►

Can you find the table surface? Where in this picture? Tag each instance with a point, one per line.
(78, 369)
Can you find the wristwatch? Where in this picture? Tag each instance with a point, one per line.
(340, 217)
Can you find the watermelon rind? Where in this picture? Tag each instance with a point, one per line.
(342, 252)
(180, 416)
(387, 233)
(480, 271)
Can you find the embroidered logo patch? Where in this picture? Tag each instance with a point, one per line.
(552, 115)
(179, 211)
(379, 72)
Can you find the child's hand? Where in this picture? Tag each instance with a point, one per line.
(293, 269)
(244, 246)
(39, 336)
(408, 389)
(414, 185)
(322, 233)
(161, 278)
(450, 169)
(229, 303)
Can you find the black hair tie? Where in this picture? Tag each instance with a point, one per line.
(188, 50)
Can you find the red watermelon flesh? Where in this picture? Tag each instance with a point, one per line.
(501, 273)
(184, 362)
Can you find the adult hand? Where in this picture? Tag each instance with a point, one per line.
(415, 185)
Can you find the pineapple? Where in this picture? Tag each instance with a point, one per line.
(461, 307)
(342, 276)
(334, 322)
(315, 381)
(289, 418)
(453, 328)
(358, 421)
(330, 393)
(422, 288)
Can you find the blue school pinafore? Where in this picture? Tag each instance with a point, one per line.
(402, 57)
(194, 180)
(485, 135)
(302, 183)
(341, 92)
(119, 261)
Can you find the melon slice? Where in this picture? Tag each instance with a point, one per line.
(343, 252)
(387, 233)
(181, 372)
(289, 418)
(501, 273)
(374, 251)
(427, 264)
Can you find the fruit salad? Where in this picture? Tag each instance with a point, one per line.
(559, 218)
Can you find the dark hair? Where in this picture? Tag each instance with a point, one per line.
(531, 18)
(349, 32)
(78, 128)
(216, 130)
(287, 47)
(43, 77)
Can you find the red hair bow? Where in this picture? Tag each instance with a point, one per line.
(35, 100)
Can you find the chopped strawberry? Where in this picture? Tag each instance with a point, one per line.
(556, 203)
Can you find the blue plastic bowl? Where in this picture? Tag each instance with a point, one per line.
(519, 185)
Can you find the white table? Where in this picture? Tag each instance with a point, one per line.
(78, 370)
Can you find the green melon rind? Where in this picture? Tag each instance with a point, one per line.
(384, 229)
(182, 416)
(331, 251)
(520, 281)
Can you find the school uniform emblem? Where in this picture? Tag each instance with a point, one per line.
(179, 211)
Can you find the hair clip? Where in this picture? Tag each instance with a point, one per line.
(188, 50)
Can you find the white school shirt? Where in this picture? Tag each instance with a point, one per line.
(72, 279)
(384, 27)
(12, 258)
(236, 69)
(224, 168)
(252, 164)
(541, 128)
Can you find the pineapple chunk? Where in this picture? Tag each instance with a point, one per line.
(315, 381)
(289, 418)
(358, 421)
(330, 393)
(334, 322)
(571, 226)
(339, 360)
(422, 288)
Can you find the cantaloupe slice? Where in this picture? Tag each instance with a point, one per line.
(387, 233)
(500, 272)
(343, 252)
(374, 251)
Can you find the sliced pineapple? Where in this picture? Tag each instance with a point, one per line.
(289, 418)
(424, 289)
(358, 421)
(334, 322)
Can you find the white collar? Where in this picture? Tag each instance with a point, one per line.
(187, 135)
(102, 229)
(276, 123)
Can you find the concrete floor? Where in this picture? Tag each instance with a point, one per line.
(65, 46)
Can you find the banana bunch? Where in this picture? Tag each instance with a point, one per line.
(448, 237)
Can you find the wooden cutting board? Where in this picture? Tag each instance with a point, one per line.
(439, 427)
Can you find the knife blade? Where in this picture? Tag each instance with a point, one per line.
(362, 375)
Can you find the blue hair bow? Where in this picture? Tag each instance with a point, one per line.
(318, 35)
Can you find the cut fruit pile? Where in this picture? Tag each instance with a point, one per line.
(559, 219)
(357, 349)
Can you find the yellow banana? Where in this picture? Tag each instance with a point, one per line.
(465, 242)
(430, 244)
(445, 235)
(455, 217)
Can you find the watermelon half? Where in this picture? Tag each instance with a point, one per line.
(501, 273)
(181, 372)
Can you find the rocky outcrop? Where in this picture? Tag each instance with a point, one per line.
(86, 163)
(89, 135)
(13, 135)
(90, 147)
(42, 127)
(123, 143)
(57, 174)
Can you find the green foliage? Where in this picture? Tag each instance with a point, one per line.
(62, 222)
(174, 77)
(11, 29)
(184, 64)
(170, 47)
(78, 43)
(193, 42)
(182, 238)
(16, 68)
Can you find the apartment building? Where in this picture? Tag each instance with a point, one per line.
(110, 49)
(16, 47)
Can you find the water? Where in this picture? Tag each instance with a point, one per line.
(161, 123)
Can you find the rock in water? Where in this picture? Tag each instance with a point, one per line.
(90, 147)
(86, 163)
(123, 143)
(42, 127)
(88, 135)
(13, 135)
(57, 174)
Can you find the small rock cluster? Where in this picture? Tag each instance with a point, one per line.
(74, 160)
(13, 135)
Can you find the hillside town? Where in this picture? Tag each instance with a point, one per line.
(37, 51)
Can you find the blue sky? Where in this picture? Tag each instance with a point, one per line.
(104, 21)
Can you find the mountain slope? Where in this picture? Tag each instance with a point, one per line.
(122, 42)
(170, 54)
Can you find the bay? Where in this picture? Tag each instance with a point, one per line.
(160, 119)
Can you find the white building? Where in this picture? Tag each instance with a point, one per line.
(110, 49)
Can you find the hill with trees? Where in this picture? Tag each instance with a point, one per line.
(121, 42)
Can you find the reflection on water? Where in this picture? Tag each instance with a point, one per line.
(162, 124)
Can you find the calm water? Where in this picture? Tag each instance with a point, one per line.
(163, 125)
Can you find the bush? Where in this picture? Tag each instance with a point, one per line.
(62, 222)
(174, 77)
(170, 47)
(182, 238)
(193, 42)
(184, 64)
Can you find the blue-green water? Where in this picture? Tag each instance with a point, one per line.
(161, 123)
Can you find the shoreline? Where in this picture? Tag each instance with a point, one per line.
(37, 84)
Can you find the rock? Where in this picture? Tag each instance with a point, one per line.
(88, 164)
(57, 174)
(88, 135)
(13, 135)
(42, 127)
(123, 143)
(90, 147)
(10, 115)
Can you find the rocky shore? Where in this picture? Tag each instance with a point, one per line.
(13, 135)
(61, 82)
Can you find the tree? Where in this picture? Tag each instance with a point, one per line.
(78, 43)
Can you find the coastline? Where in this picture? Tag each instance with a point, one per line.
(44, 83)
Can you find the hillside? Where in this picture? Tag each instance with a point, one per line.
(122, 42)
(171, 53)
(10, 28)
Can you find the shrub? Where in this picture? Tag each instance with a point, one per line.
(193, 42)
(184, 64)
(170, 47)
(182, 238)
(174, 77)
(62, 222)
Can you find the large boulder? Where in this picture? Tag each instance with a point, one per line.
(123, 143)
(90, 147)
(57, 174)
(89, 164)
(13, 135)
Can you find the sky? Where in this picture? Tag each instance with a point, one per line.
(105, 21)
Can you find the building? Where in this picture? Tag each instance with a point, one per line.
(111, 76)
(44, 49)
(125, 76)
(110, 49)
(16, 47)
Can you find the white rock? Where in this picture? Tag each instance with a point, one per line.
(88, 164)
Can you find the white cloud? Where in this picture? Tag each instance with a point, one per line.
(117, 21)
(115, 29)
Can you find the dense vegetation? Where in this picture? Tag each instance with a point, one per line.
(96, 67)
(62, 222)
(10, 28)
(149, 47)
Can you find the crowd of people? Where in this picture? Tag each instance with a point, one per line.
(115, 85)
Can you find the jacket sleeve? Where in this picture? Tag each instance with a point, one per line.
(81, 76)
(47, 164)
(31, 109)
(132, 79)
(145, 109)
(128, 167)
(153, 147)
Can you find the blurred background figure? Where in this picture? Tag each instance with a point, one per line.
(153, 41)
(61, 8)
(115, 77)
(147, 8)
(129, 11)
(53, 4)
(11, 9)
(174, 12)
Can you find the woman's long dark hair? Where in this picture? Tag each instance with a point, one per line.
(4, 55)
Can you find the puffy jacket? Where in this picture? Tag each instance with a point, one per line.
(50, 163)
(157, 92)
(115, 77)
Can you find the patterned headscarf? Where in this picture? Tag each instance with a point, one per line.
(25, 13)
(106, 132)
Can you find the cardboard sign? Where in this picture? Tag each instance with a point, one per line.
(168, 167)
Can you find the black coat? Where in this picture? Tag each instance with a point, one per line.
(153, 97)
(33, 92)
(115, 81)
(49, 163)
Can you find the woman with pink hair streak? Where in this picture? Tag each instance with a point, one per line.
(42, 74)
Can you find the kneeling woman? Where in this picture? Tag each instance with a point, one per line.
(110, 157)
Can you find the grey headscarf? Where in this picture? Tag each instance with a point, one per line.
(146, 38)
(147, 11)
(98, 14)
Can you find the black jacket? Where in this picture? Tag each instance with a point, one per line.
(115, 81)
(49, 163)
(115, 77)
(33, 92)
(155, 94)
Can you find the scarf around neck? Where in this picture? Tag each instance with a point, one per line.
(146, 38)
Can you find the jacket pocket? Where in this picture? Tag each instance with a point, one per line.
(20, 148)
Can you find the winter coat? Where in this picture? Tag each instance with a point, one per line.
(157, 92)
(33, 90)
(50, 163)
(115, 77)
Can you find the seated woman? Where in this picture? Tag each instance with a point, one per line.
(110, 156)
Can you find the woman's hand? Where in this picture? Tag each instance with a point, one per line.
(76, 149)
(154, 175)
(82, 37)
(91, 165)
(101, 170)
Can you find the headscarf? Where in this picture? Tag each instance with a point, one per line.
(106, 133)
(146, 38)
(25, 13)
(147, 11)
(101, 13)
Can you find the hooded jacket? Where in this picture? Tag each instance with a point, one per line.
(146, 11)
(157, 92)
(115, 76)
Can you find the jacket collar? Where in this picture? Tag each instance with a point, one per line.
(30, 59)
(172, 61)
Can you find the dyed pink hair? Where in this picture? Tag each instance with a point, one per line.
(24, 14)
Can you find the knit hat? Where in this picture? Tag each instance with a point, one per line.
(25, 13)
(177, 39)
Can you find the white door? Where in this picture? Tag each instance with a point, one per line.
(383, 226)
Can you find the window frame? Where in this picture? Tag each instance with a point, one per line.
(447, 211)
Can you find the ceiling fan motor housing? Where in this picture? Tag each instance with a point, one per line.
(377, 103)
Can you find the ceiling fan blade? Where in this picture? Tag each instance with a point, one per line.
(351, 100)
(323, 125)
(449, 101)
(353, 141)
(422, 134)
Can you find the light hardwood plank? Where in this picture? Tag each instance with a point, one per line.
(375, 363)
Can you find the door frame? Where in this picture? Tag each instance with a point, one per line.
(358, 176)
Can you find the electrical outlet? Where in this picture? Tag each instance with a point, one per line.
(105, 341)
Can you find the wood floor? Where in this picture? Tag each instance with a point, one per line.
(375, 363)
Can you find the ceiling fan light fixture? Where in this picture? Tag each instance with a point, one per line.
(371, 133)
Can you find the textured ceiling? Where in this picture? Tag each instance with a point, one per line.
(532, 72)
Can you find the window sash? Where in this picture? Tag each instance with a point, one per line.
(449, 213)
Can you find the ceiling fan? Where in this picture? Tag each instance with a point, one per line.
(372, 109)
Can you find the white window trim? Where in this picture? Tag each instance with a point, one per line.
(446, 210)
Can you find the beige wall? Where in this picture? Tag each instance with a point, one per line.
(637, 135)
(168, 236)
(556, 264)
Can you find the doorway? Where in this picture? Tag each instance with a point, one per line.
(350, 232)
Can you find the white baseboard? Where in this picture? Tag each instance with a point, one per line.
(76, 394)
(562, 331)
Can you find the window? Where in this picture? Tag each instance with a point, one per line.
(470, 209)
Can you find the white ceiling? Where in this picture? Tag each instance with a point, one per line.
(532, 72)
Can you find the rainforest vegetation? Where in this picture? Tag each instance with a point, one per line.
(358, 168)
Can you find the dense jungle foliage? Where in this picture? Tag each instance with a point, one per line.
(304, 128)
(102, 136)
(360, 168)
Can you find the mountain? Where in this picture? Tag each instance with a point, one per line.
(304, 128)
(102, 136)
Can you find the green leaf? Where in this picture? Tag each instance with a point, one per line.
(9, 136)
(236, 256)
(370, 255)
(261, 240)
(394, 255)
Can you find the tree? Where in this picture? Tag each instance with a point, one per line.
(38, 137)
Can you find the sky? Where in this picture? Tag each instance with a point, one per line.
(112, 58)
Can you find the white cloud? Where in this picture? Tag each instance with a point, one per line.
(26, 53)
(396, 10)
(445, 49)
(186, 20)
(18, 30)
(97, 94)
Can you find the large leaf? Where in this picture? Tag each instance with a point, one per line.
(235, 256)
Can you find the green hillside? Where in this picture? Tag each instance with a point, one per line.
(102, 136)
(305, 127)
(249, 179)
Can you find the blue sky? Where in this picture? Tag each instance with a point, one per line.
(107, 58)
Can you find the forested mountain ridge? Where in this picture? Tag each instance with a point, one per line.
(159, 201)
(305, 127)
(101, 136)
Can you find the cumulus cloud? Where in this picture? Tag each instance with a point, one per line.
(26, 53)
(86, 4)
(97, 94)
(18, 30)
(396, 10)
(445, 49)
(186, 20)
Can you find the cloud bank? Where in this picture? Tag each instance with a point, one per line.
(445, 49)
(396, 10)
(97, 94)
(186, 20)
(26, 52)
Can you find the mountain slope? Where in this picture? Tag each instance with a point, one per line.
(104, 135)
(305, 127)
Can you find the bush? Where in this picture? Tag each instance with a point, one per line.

◄

> What the task asks:
Return, word for word, each line from the line that contains "Can you find the mountain?" to the end of the listing above; include both end lines and nothing else.

> Right answer:
Can you find the mountain? Where in this picture? Tag each instance with a point, one per line.
(304, 128)
(102, 136)
Can you find the green leaf? Where in this picture? Tag each instance with a point, one per line.
(9, 136)
(236, 256)
(370, 255)
(261, 240)
(394, 255)
Can you find the tree? Where in this picture? Tag each instance with a point, one per line.
(38, 137)
Can you find the sky? Where in this picture? Tag each instance with a point, one per line.
(112, 58)
Can you find the white cloud? Where in this picture? Tag each instance with a point, one per line.
(26, 53)
(396, 10)
(445, 49)
(186, 20)
(18, 30)
(97, 94)
Can you find the large leaf? Where in this picture? Tag each instance with a point, one per line.
(235, 256)
Can you find the green hillside? Where in this picture? Tag each instance with a point, one per line.
(102, 136)
(305, 127)
(249, 179)
Can you find the blue sky? Where in this picture? Tag each instance with a point, one per line.
(107, 58)
Can you find the forested mountain ridge? Where in this picture? Tag each instance with a point, one per line.
(159, 201)
(305, 127)
(101, 136)
Can you find the cumulus cloud? Where in this picture? Tag each instance with a point, one per line.
(26, 53)
(86, 4)
(97, 94)
(18, 30)
(396, 10)
(445, 49)
(186, 20)
Can you find the cloud bank? Where in this picture? Tag each instance with a point, one per line.
(445, 49)
(396, 10)
(97, 94)
(186, 20)
(26, 52)
Can you find the mountain slope? Where in this picture? Tag each instance with a point, one per line.
(104, 135)
(305, 127)
Can you find the bush? Where in this picture? Tag each instance with a point, one per line.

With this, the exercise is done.